Provided data>
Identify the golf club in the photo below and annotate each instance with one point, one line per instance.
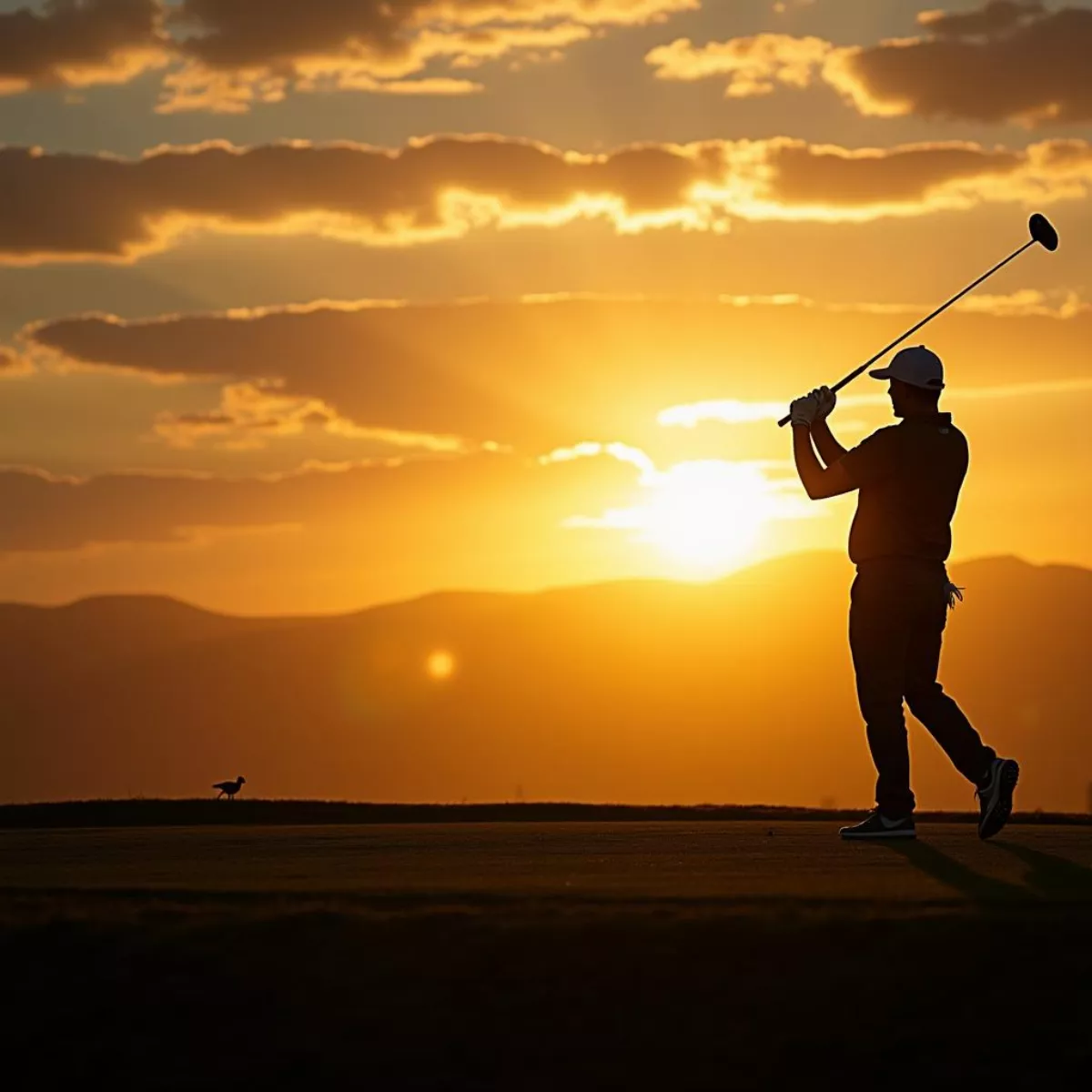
(1042, 232)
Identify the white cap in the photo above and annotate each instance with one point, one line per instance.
(917, 366)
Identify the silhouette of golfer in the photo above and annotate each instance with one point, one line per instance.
(909, 478)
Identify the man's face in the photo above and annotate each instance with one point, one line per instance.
(896, 391)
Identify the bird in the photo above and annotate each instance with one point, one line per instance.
(230, 787)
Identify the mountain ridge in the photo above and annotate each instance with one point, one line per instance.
(638, 691)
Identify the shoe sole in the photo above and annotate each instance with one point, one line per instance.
(1000, 809)
(878, 835)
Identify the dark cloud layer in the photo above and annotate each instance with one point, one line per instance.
(1003, 63)
(96, 207)
(63, 514)
(534, 376)
(225, 55)
(115, 207)
(75, 42)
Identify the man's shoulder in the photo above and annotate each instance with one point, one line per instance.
(889, 434)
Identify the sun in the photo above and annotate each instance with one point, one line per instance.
(705, 516)
(440, 665)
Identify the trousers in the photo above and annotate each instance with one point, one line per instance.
(898, 612)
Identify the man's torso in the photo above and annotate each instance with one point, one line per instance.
(909, 478)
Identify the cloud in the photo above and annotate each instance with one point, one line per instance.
(447, 187)
(80, 43)
(14, 364)
(995, 17)
(65, 513)
(753, 66)
(430, 189)
(248, 416)
(425, 379)
(227, 56)
(1006, 61)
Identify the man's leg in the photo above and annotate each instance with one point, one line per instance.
(926, 697)
(879, 633)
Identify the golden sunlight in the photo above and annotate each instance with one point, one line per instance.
(440, 665)
(705, 514)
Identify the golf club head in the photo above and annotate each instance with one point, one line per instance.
(1042, 232)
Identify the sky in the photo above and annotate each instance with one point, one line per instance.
(309, 307)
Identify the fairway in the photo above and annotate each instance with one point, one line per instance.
(545, 955)
(730, 864)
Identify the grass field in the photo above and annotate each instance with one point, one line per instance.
(546, 956)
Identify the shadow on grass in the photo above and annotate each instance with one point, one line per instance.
(1052, 876)
(984, 890)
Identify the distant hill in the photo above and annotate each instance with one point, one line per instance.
(648, 692)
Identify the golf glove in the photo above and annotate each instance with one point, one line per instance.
(827, 399)
(804, 410)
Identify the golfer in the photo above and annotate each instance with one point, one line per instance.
(909, 478)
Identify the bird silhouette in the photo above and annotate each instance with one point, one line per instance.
(230, 787)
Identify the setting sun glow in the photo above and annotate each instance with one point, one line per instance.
(440, 665)
(705, 514)
(705, 517)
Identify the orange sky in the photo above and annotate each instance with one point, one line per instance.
(305, 307)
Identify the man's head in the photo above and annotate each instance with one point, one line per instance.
(917, 378)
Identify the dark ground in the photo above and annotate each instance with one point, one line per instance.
(546, 956)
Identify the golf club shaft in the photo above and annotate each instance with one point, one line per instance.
(944, 307)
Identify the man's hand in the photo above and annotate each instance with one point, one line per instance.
(827, 399)
(804, 410)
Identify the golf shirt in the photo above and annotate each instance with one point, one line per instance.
(909, 476)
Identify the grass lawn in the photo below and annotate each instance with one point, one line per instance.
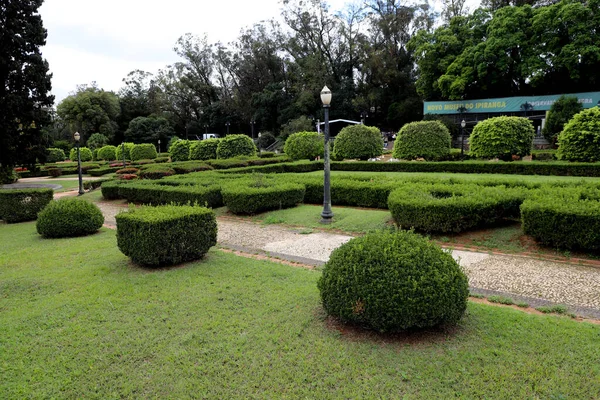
(77, 320)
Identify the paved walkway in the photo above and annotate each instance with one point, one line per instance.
(536, 282)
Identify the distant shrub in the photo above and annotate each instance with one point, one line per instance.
(85, 153)
(69, 217)
(17, 205)
(502, 137)
(392, 282)
(166, 235)
(55, 155)
(358, 141)
(427, 139)
(144, 151)
(235, 145)
(107, 153)
(204, 149)
(580, 140)
(304, 145)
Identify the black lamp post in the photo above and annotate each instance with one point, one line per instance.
(77, 136)
(327, 214)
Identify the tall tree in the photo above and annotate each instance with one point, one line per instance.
(25, 84)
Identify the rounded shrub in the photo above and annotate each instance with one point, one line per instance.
(580, 139)
(427, 139)
(234, 146)
(84, 152)
(144, 151)
(55, 155)
(180, 150)
(69, 217)
(393, 281)
(107, 153)
(452, 208)
(304, 145)
(166, 235)
(502, 137)
(358, 141)
(204, 149)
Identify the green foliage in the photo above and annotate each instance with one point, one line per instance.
(427, 139)
(166, 235)
(69, 217)
(358, 141)
(108, 153)
(560, 113)
(502, 137)
(304, 145)
(144, 151)
(84, 152)
(55, 155)
(234, 146)
(180, 150)
(393, 281)
(452, 208)
(580, 140)
(17, 205)
(204, 149)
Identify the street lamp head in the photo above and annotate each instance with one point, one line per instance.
(326, 96)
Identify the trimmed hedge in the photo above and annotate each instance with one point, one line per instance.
(17, 205)
(68, 218)
(427, 139)
(143, 151)
(452, 208)
(204, 149)
(166, 235)
(502, 137)
(234, 146)
(567, 218)
(393, 281)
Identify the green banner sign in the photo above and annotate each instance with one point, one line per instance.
(506, 104)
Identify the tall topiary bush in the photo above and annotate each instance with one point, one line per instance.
(393, 281)
(580, 140)
(358, 141)
(180, 150)
(85, 153)
(304, 145)
(204, 149)
(144, 151)
(502, 137)
(427, 139)
(107, 153)
(236, 145)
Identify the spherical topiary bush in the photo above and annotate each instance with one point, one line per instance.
(204, 149)
(69, 217)
(236, 145)
(304, 145)
(55, 155)
(107, 153)
(427, 139)
(502, 137)
(143, 151)
(180, 150)
(358, 141)
(85, 154)
(580, 139)
(393, 281)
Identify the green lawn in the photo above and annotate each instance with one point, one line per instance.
(77, 320)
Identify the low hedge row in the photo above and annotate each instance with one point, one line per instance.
(17, 205)
(166, 235)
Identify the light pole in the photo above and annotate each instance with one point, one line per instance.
(462, 138)
(327, 214)
(77, 136)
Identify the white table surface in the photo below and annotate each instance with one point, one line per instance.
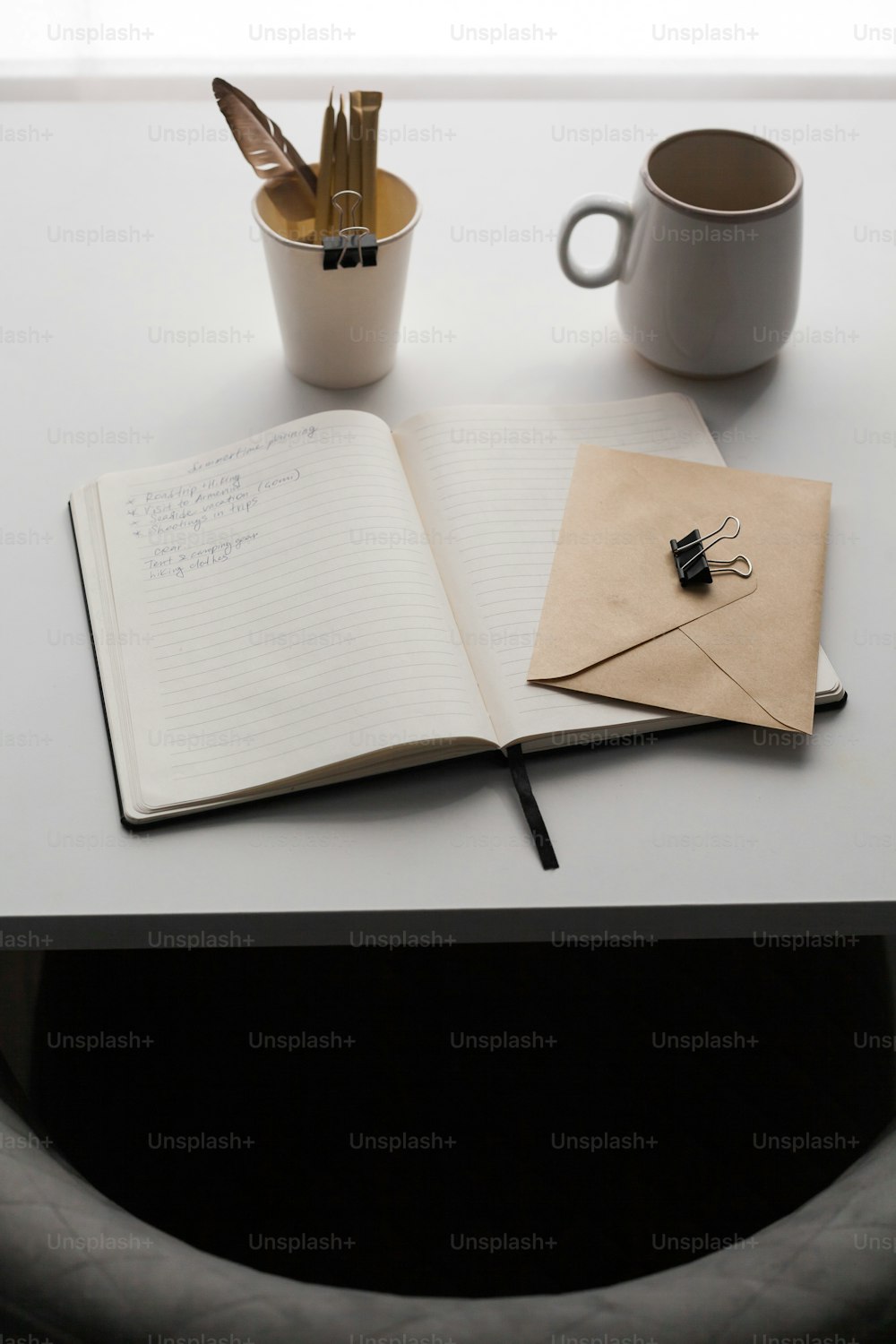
(708, 822)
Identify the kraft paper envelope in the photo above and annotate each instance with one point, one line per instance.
(616, 623)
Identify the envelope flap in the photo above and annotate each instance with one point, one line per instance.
(613, 583)
(770, 645)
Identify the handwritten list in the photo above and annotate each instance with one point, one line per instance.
(281, 612)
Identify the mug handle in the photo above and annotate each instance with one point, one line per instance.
(618, 210)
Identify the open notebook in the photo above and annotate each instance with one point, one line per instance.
(333, 599)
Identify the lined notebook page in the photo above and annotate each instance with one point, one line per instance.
(280, 612)
(492, 484)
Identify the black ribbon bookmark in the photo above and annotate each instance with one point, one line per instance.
(530, 809)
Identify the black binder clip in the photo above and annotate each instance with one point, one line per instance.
(694, 566)
(352, 244)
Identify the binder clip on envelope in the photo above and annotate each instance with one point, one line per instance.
(694, 566)
(616, 624)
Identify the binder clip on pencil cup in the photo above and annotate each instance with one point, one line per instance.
(354, 241)
(694, 566)
(343, 214)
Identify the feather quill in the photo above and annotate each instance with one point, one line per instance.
(263, 142)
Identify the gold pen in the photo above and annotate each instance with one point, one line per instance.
(325, 172)
(340, 166)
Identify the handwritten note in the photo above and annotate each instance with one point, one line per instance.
(280, 628)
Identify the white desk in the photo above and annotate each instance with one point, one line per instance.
(705, 820)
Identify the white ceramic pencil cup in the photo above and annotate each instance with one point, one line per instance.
(340, 327)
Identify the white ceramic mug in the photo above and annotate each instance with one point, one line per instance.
(340, 327)
(707, 254)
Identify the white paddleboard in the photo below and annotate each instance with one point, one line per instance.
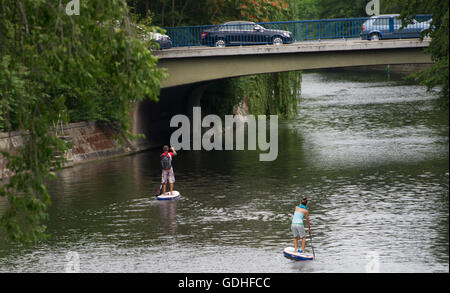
(167, 196)
(290, 253)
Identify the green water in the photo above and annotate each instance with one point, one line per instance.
(370, 154)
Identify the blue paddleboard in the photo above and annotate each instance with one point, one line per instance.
(290, 253)
(168, 196)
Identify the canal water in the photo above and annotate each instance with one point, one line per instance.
(371, 155)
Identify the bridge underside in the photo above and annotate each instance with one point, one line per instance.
(188, 67)
(192, 71)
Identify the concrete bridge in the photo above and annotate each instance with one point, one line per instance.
(193, 69)
(190, 65)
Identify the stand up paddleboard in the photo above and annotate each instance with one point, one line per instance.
(290, 253)
(168, 196)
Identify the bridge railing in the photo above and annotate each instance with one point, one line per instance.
(234, 33)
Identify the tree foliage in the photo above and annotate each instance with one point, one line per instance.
(93, 66)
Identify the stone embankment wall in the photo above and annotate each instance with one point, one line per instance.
(89, 142)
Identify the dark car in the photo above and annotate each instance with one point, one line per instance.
(164, 41)
(243, 33)
(390, 27)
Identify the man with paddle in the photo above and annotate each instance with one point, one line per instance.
(297, 227)
(167, 170)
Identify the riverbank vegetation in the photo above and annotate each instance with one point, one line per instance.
(59, 67)
(437, 74)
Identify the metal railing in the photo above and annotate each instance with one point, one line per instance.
(246, 33)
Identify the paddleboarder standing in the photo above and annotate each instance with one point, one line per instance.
(167, 170)
(297, 226)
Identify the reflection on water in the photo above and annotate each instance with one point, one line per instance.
(372, 157)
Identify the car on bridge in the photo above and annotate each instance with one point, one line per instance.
(243, 33)
(163, 41)
(390, 27)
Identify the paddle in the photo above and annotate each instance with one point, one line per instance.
(310, 236)
(158, 193)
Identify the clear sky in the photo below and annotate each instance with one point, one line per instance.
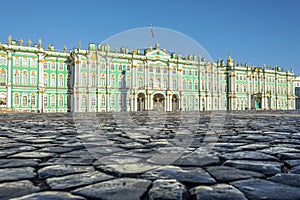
(257, 31)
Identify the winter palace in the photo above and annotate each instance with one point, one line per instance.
(98, 79)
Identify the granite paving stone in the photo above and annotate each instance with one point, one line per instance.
(217, 192)
(168, 189)
(116, 189)
(16, 189)
(263, 189)
(60, 170)
(224, 174)
(194, 175)
(287, 179)
(50, 195)
(15, 174)
(76, 180)
(171, 155)
(264, 167)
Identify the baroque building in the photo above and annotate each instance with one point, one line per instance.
(99, 79)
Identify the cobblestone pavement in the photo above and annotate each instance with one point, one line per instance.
(254, 155)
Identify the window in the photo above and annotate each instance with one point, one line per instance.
(25, 62)
(33, 62)
(113, 101)
(112, 81)
(128, 81)
(93, 101)
(196, 85)
(158, 83)
(190, 85)
(45, 101)
(151, 69)
(165, 70)
(2, 76)
(140, 68)
(151, 82)
(112, 67)
(32, 100)
(157, 69)
(2, 60)
(61, 101)
(52, 80)
(61, 81)
(24, 101)
(45, 65)
(52, 65)
(174, 84)
(45, 80)
(17, 99)
(103, 82)
(83, 101)
(94, 80)
(52, 101)
(17, 78)
(24, 78)
(165, 83)
(32, 78)
(17, 61)
(174, 71)
(83, 65)
(184, 84)
(61, 67)
(103, 100)
(83, 79)
(140, 82)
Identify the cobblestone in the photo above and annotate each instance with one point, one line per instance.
(253, 155)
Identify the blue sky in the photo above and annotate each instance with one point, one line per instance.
(258, 31)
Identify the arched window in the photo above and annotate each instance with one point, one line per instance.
(140, 81)
(61, 100)
(151, 81)
(24, 101)
(190, 85)
(103, 100)
(53, 80)
(24, 78)
(83, 79)
(32, 100)
(2, 76)
(17, 99)
(45, 79)
(83, 101)
(184, 84)
(174, 84)
(52, 101)
(112, 81)
(45, 100)
(93, 101)
(17, 77)
(61, 80)
(32, 78)
(94, 79)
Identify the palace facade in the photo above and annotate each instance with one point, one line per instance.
(99, 79)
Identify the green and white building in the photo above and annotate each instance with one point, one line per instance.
(99, 79)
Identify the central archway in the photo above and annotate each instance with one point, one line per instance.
(158, 102)
(175, 102)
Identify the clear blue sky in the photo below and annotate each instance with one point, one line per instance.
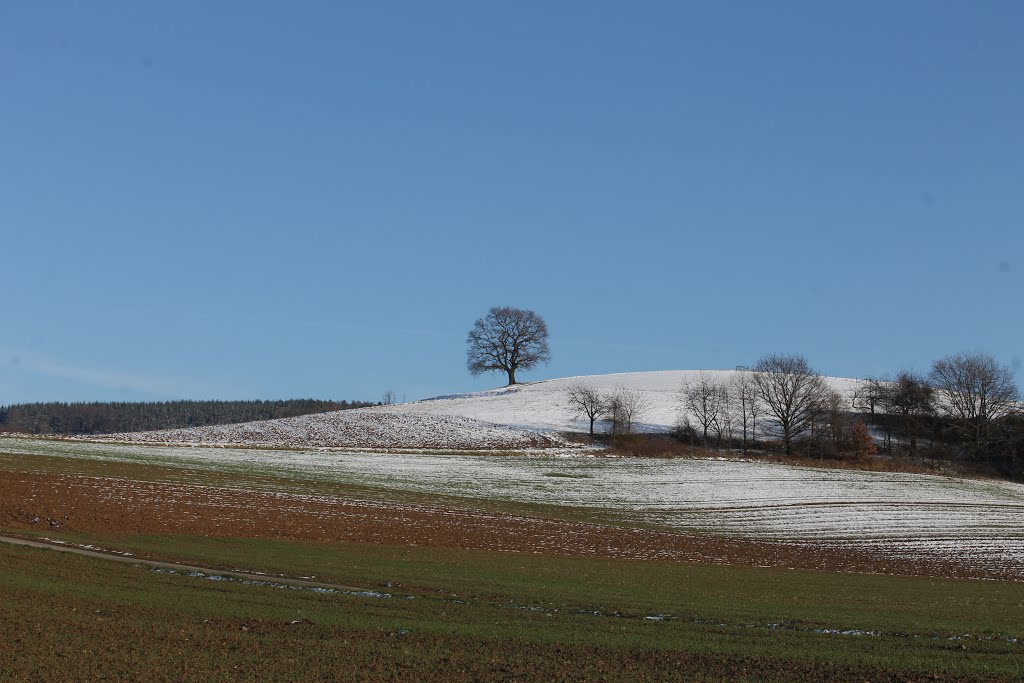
(269, 200)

The problem> Quote exactly the lines from the one that contains "Identify the cobblestone in" through the end of the listing above, both ends included, leaving out the pictures.

Result of this exercise>
Identify the cobblestone in the photo above and annotate each instance with one point, one line per instance.
(253, 155)
Identify the blue sky in the photo above and annotate each instance with one point, one line per instance.
(258, 31)
Identify the arched window in the photo above and annotate each instance with one point, one line per instance.
(140, 81)
(61, 100)
(151, 81)
(24, 101)
(190, 85)
(103, 100)
(53, 80)
(24, 78)
(83, 79)
(32, 100)
(2, 76)
(17, 99)
(45, 79)
(83, 101)
(184, 84)
(174, 84)
(52, 101)
(112, 81)
(45, 100)
(93, 101)
(17, 77)
(61, 80)
(32, 78)
(94, 79)
Identify the palace facade in the photo above and annotate each instance with one point, one line per instance.
(99, 79)
Identify the green and white building in the photo above and annotate each instance with one point, one line per instance.
(99, 79)
Identify the central archway in the photo above and annotate each instance with one point, one line per instance.
(158, 102)
(175, 102)
Identify the clear blue sky in the photo below and annotate each instance with one point, one line per instance.
(269, 200)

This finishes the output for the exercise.